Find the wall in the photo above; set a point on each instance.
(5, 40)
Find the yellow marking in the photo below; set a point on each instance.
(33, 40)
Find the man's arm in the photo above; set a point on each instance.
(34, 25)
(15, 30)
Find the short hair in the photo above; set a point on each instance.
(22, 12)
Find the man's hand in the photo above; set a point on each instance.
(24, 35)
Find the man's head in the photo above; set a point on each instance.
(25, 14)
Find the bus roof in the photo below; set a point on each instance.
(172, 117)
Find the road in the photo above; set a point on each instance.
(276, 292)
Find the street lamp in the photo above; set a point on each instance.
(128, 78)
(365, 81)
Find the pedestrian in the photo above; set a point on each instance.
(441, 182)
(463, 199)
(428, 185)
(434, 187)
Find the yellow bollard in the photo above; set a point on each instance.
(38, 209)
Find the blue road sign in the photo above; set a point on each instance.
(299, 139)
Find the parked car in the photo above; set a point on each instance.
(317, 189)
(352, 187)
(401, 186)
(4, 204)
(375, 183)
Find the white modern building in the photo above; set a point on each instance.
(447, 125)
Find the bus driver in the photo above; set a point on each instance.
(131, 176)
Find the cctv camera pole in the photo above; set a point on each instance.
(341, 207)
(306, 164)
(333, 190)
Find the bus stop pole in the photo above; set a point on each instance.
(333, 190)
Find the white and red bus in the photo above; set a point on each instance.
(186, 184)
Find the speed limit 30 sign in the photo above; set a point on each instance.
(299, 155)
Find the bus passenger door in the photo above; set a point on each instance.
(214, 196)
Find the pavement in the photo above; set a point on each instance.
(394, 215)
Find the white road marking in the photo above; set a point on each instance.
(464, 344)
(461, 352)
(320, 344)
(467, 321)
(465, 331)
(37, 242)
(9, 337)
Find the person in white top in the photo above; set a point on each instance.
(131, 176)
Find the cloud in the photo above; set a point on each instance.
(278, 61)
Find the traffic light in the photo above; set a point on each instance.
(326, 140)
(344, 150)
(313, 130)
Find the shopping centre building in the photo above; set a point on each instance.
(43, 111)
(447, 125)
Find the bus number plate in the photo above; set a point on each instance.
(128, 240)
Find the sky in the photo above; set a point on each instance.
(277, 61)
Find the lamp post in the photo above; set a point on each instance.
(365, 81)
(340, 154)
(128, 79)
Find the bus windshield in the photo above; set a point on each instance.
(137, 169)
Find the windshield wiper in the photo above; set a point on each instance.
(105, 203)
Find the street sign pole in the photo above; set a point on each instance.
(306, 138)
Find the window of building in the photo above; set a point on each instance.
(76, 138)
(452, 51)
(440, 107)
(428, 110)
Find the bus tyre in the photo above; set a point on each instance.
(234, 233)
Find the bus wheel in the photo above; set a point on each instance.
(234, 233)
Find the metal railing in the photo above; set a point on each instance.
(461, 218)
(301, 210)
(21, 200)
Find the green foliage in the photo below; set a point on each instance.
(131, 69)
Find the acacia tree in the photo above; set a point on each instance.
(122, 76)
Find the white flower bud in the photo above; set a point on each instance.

- _DO THIS_
Copy out every line from the one containing "Find the window" to the end of the material, both ends included.

- _RIGHT ANSWER_
Find the window of building in the photo above; set a point on each instance.
(76, 138)
(452, 51)
(440, 107)
(428, 110)
Find the bus tyre in the photo above; set a point on each instance.
(234, 233)
Find the bus wheel in the photo above; set a point on each instance.
(234, 233)
Find the metal railing in the photo above; set a point on each instance.
(461, 218)
(301, 210)
(21, 200)
Find the green foliage in the photo below; set a point on each instance.
(131, 69)
Find the acacia tree in the photo above; set a point on each instance.
(122, 76)
Find the white flower bud in the photo above; set a point on each instance.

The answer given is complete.